▶ [Selected excerpt]:
Sci-Fried's third album, Future Tense, was reviewed by Michael Melchor and the article was published in the Seattle PI.

Sci-Fried's fourth album, Co-Op Mode was reviewed by Michael Melchor, and the article was published in the Orlando Rock Music Examiner.

== Awards ==
Sci-Fried was named Breakout Artist of the Year in 2010, and Best Metal Act in 2010, 2011, and 2012 by the Orlando Weekly.

== Shows ==
Sci-Fried has Headlined at many fan Conventions including Star Wars Celebration V and VI, Emerald City Comic Con, Dragon*Con, Gencon, Florida Super Con, New Orleans Comic Con, Creation's Star Trek Convention in Nashville, and Sci-Fried was the house band at Creation's Official Star Trek Convention in Las Vegas for 2015. They have performed at music festivals including Orlando Nerd Fest 2014, Ongaku Overdrive, Pixelated, and Nerdapalooza in 2010, 2011, 2012, and 2013. When reviewing this show, GeekDad (writing for Wired) described the band as 'a jewel in the crown of southeastern geek music with their intoxicating blend of roots rock, heavy metal and musical comedy.'
In addition to Conventions and Music Festivals, Sci-Fried has performed at many traditional music venues including longstanding rock venues such as Churchill's Pub in Miami, Gasoline Alley in Tampa, and the Hard rock live in Orlando and Seattle.

▶ [List of tasks]:
• 1. In the text about the band Sci-Fried, restate the paragraph beginning "Sci-Fried has Headlined at many fan Conventions" as a short list that keeps its main facts.
• 2. Continue the text about the band Sci-Fried from where it stops.

▶ [Phrase grounding data]:

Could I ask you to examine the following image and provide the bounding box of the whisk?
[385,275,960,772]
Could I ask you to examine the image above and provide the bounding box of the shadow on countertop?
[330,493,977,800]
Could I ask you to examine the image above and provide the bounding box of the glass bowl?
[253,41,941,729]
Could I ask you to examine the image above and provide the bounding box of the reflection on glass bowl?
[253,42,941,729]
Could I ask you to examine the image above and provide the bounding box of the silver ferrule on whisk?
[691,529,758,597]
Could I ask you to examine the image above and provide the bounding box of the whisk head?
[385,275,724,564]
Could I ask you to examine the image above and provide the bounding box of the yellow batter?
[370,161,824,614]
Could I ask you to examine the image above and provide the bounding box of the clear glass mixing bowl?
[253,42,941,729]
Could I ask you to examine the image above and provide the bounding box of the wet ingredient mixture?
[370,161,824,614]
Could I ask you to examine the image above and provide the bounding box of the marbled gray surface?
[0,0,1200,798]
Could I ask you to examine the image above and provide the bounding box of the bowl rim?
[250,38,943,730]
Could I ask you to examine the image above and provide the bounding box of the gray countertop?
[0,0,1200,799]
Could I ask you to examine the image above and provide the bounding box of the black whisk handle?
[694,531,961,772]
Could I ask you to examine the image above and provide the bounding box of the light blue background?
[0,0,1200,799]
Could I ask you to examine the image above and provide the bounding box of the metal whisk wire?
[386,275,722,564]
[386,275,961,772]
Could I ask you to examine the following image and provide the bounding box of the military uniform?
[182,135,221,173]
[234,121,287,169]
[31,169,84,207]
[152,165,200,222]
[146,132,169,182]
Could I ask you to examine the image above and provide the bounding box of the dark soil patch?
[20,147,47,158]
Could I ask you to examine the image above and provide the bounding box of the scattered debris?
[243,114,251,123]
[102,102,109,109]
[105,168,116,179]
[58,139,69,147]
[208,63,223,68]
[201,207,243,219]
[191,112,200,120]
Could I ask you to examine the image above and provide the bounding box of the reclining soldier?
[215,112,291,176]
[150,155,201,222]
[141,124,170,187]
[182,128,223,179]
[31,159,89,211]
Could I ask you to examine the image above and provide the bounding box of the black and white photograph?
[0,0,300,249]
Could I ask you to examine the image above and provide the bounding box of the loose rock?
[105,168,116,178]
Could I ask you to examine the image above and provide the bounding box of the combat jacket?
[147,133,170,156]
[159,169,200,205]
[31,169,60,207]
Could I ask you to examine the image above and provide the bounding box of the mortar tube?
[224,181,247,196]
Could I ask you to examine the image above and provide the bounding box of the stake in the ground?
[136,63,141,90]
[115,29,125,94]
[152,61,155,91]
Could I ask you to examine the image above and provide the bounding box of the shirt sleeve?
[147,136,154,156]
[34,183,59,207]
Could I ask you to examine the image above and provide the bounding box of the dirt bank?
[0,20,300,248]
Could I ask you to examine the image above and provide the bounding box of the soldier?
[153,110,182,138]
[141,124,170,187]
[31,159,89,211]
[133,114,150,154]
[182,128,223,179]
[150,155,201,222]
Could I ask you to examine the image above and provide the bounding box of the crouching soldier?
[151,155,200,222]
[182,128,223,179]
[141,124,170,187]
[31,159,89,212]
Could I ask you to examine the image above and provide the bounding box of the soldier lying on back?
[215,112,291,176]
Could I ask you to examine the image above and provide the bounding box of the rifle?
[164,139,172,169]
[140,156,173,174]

▶ [Answer list]:
• 1.
- Headlined fan conventions including Star Wars Celebration V and VI, Emerald City Comic Con, Dragon*Con, Gencon, Florida Super Con, New Orleans Comic Con, and Creation's Star Trek Convention in Nashville
- Served as house band at Creation's Official Star Trek Convention in Las Vegas for 2015
- Played music festivals including Orlando Nerd Fest 2014, Ongaku Overdrive, Pixelated, and Nerdapalooza (2010–2013)
- Described by GeekDad, writing for Wired, as "a jewel in the crown of southeastern geek music" for its blend of roots rock, heavy metal, and musical comedy

• 2.
Sci-Fried has also won Best Video at Creation's Las Vegas Star Trek Convention in 2008, 2009, 2010, 2011. Best Video at Gatecon the Official Stargate Convention in Vancouver 2010. The Band was invited to Syfy/USA headquarters in New York City following the release of their song "Saturday Night on Syfy", where they presented the channel with an autographed guitar and an acoustic show.